→ **WORK ITEM**: What is expected is a word-for-word copy of all the entries.

(Stored records)

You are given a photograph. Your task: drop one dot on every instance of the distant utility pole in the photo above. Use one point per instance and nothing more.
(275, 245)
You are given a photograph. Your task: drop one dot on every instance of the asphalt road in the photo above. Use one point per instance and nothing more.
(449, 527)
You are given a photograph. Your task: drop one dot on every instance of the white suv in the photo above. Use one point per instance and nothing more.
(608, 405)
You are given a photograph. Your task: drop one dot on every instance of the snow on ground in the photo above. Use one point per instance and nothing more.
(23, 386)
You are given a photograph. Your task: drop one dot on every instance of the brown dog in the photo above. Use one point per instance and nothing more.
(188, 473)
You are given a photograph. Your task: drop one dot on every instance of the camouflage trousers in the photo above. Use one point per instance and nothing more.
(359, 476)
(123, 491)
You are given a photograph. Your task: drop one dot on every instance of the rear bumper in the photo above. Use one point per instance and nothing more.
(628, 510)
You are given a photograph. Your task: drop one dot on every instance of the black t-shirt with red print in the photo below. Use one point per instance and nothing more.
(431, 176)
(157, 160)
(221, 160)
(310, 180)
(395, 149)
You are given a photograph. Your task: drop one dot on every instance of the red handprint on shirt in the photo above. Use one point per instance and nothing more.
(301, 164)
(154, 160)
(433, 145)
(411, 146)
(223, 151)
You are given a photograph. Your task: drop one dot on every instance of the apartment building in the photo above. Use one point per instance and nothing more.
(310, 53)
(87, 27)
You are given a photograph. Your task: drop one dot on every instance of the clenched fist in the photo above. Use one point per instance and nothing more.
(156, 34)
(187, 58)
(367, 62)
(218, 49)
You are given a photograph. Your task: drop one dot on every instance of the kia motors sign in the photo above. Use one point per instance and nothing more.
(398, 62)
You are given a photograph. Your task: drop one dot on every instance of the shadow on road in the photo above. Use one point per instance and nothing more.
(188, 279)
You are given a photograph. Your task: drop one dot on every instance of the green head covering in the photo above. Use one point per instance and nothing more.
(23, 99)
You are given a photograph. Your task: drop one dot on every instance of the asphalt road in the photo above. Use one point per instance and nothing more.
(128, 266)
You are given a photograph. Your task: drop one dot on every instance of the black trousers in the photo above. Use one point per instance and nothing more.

→ **ANSWER BOX**:
You are given a photograph. Your task: drop one dot on every instance of the distant utility pole in the photo above. Use one point per instance and nothing more.
(275, 245)
You are given a photograph. Your task: drop one dot on every instance of the asphalt road in the photo above. Use one point per instance and nothing more.
(449, 527)
You are given a photograph. Your task: drop one dot on every instance of the white suv in the photo above. Use one point per instance and nothing more.
(608, 405)
You are given a photograph. Your task: drop one dot on every instance of the snow on ground in the photo above. Use one point per instance and nothing more.
(23, 386)
You are given a photograph. Your task: drop one dot on every instance of the brown dog in the photo above. Use one point per instance and nothing more.
(188, 473)
You are given a photograph. Your task: drop one dot on every instance of the camouflage trousers in the photo above. Use one point per instance and nothing more.
(359, 476)
(123, 491)
You are given a photograph. Your task: drop one dot on every instance of the rear bumper in the photo above. Use one point per instance and nothing more.
(628, 510)
You are given a photograph. Your task: drop one dot on every instance of the black t-shirt with red print in the photo below. Use one point per instance and nothing more.
(431, 176)
(157, 160)
(221, 160)
(310, 180)
(395, 149)
You are given a photograph. Your task: drop one dot on every instance of the red handprint on shirt in the photo above. Use one point per instance and nothing more.
(301, 164)
(154, 160)
(433, 145)
(411, 146)
(223, 151)
You are given a photograph. Your task: drop one dot on every instance of the apartment building in the photo above. Use one point per instance and nothing more.
(310, 53)
(87, 27)
You are given a photograph. Your task: drop one dot on every instance of the clenched fist in the photo above. Use one point per instance and nothing more.
(156, 34)
(187, 58)
(367, 62)
(218, 49)
You are given a photograph. Your task: drop one dot on every instance of the kia motors sign in the photo above. Use one point per instance and nothing more.
(398, 62)
You are given a photograph. Your task: drop one dot on every instance of the shadow on road in the photo above. Use one point per instance and nothing more.
(188, 279)
You are given a photograph. Your task: drop one dot on every instance of the green head covering in the photo above. Use one point per instance and nothing more.
(23, 99)
You are given a photograph. Your task: drop one dot on every instance of the asphalt road in the photo above. Use one point per instance and nothing more.
(128, 266)
You are given a photograph. Your task: drop one dot on every instance of the black trousers in the photo above. Use one point per instance and nothing more.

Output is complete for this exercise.